**Ausgangstext:**
--------------------

Kabul/Wien/Berlin. Deutschland und die Niederlande schieben vorerst keine Menschen mehr nach Afghanistan ab. "Der Bundesinnenminister hat aufgrund der aktuellen Entwicklungen der Sicherheitslage entschieden, Abschiebungen nach Afghanistan zunächst auszusetzen", sagte ein Sprecher des deutschen Innenministeriums am Mittwoch der Deutschen Presse-Agentur in Berlin. Die beiden Länder hatten noch unlängst gemeinsam mit Österreich eine Fortsetzung der Abschiebungen verlangt.

Österreich bleibt hingegen dabei. "Jeder Staat entscheidet hier für sich. Österreich hält an seinen Planungen für Rückführungen nach wie vor fest", teilte ein Sprecher des Innenministeriums nach den Ankündigungen Deutschlands und der Niederlande mit. Die Lage in Afghanistan werde gemeinsam mit dem Außenministerium laufend beobachtet und beurteilt. "Gleichzeitig steht Österreich bereit, Afghanistan im Rahmen konkreter Hilfsersuchen zu unterstützen, um seinen internationalen Verpflichtungen nachkommen zu können", so der Sprecher weiter.

Gemeinsamer Brief an die EU

Österreich hatte vergangene Woche gemeinsam mit Deutschland, den Niederlanden, Dänemark, Belgien und Griechenland die EU in einem Brief zu einer Fortsetzung der Abschiebungen nach Afghanistan gedrängt - trotz des Vormarsches der radikalislamischen Taliban. Diese hatten am Mittwoch die neunte Provinzhauptstadt binnen weniger Tage erobert. Den Taliban werden dabei schwere Menschenrechtsverletzungen vorgeworfen.

Die Niederlande erklärten nun, in den kommenden sechs Monaten keine abgewiesenen Asylwerber mehr nach Afghanistan abzuschieben. Durch den Vormarsch der Taliban in dem Land habe sich die Lage deutlich verschlechtert, teilte die zuständige Staatssekretärin im Justizministerium, Ankie Broekers-Knol, am Mittwoch in Den Haag dem Parlament mit. Auch würden in den nächsten zwölf Monaten keine weiteren Entscheidungen über Abschiebungen gefällt.

--------------------

**Bereitgestelltes Material:**
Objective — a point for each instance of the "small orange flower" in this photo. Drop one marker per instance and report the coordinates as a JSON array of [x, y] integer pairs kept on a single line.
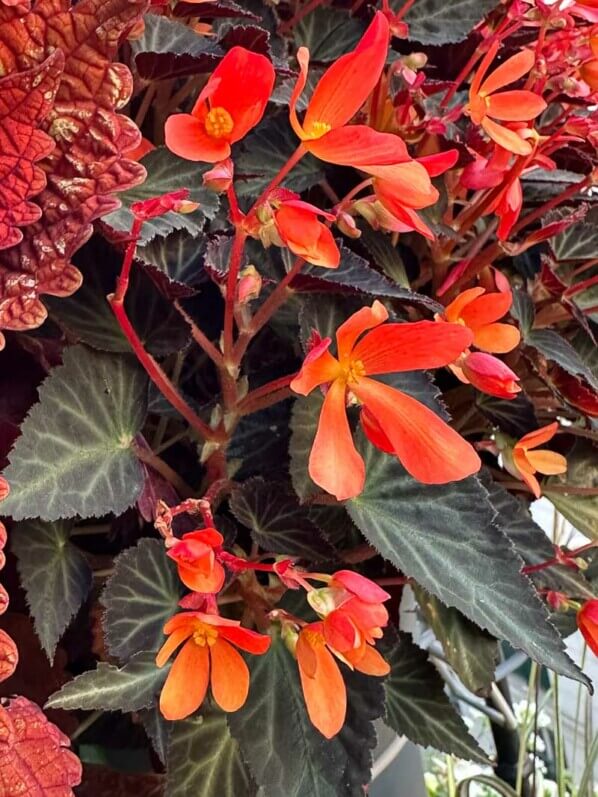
[[428, 448], [479, 311], [485, 105], [338, 95], [527, 461], [196, 561], [587, 622], [322, 683], [232, 102], [206, 657]]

--------------------

**Aufgabenstellung:**
Wie lange wollen die Niederlande laut Ausgangstext keine abgewiesenen Asylwerber mehr nach Afghanistan abschieben? Das Material steht in keinem Zusammenhang mit dem Ausgangstext.

**Gelöste Aufgabe:**
In den kommenden sechs Monaten.